» **WRITTEN REQUEST**:
Copy out exactly each line from the line with "Target: night sky" through the last line of the material below.

» **PROVIDED MATERIAL**:
begin

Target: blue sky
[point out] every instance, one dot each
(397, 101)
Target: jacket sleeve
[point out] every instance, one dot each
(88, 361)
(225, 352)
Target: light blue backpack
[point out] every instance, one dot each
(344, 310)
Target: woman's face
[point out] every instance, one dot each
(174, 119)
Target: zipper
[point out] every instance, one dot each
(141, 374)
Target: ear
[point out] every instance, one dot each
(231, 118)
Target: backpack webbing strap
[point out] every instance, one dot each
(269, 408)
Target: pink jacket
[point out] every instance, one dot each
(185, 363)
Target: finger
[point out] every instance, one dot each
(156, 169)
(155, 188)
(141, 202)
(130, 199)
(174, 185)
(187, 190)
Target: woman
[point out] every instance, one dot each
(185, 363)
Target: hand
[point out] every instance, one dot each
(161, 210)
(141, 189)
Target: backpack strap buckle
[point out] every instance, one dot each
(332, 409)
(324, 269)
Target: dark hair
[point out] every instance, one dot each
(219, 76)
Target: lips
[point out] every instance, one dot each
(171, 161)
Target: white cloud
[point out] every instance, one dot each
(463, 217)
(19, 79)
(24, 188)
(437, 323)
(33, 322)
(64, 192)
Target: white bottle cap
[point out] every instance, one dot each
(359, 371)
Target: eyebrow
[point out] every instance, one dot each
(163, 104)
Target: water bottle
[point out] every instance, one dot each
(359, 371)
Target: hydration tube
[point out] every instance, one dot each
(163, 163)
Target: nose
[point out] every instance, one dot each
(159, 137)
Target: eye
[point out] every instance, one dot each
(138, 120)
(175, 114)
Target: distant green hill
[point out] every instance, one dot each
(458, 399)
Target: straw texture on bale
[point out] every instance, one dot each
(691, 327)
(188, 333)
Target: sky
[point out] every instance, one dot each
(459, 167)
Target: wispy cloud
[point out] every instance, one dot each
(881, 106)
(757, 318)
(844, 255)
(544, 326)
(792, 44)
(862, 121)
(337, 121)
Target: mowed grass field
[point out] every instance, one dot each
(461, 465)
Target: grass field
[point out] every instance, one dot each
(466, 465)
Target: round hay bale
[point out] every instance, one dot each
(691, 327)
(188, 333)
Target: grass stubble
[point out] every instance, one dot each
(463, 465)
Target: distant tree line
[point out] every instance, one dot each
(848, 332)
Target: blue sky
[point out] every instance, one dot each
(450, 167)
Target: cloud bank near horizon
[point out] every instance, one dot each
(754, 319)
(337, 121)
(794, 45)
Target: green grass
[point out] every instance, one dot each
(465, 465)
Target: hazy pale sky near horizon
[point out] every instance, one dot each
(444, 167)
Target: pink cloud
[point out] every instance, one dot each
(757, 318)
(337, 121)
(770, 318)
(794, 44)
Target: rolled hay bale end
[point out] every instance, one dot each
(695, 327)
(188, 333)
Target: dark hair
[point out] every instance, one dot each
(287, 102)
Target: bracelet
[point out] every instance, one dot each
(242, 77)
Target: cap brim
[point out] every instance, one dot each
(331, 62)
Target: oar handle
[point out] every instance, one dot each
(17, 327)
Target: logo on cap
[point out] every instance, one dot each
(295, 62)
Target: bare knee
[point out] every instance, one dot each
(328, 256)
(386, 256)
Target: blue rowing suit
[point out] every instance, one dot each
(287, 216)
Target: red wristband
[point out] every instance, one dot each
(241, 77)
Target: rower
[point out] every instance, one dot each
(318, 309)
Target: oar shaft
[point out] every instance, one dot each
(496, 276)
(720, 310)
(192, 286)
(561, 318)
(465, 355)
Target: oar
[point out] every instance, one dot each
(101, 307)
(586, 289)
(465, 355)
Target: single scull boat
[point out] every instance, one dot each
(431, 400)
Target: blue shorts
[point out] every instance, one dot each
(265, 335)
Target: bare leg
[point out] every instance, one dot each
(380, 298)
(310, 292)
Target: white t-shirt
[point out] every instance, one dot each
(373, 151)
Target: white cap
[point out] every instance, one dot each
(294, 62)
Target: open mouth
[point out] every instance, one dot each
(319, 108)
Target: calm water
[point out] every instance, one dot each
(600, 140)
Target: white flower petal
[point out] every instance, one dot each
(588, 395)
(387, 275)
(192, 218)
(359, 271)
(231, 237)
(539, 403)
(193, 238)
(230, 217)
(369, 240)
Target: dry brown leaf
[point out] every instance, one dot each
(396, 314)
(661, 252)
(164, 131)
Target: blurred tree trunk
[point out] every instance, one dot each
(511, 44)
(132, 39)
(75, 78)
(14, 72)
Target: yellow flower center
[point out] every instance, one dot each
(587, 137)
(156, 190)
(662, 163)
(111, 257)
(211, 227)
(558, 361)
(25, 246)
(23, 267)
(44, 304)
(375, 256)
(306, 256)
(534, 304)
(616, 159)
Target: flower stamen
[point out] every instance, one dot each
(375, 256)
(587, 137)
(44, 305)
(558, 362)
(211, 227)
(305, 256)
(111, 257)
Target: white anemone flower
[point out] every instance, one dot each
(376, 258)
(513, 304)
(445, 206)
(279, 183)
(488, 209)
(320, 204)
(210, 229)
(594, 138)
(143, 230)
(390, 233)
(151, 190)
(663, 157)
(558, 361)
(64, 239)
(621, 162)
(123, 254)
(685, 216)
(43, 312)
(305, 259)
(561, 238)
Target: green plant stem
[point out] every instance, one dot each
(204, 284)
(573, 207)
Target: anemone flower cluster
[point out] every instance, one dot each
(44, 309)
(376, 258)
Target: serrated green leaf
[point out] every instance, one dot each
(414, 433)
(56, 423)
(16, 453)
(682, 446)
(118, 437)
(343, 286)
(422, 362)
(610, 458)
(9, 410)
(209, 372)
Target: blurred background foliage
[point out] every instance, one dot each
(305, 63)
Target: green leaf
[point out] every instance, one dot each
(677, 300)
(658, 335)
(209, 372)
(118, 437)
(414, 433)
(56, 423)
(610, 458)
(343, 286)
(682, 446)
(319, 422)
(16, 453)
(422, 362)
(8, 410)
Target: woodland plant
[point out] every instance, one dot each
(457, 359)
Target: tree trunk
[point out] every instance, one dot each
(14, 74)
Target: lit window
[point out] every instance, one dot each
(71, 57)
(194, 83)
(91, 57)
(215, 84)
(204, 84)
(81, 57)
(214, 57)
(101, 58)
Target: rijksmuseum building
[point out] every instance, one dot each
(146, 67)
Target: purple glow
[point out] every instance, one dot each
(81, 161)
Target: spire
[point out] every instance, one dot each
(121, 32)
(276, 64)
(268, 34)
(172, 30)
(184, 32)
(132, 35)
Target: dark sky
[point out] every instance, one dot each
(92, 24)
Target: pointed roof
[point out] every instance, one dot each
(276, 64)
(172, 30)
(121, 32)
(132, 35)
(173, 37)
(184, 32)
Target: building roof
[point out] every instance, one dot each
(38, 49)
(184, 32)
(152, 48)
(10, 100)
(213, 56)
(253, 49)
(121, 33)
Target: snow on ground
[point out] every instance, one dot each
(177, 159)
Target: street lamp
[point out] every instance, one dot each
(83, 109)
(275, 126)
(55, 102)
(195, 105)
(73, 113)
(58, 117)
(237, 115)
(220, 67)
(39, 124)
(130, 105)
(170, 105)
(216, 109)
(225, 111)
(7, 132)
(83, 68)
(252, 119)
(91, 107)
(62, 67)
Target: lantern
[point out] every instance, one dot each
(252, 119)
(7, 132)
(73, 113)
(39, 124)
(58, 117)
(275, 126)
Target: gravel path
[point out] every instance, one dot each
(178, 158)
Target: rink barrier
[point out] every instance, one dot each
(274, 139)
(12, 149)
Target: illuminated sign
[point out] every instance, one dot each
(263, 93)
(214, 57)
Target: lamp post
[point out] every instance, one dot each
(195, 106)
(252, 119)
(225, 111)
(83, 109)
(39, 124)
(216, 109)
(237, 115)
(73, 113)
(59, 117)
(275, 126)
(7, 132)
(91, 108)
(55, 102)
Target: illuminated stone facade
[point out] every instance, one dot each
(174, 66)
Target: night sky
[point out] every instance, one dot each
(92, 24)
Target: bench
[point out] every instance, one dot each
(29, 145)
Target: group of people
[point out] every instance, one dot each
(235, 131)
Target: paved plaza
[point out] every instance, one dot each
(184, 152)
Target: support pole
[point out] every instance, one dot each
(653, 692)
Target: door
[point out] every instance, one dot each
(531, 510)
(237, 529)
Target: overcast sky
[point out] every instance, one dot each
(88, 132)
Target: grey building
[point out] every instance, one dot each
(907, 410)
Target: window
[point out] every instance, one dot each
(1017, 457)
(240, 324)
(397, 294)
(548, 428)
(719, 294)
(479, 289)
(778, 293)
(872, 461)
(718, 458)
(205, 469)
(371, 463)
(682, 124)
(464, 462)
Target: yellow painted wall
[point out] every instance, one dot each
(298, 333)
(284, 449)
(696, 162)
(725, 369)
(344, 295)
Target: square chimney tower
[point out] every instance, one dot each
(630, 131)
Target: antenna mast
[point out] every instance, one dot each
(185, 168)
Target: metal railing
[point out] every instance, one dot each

end

» **FULL RESPONSE**:
Target: night sky
[point out] every instance, one dot each
(92, 24)
Target: bench
[point out] every instance, one dot each
(29, 145)
Target: group of people
[point out] every instance, one dot each
(235, 131)
Target: paved plaza
[point out] every instance, one dot each
(184, 152)
Target: support pole
[point out] every instance, one dot each
(653, 692)
Target: door
[point out] every instance, one dot each
(531, 510)
(237, 529)
Target: overcast sky
[point out] every instance, one dot each
(88, 132)
Target: grey building
[point out] every instance, one dot each
(907, 410)
Target: window
[point out] every instance, one dot each
(1017, 457)
(240, 324)
(397, 294)
(548, 428)
(719, 294)
(479, 289)
(778, 293)
(872, 461)
(718, 458)
(205, 469)
(371, 463)
(682, 124)
(464, 462)
Target: yellow painted wall
[point out] every instance, one dot each
(298, 333)
(284, 449)
(696, 162)
(725, 369)
(344, 295)
Target: square chimney tower
[point out] every instance, one dot each
(630, 131)
Target: antenna mast
[point out] every instance, one dot each
(185, 168)
Target: metal railing
[point out] every instance, one dot each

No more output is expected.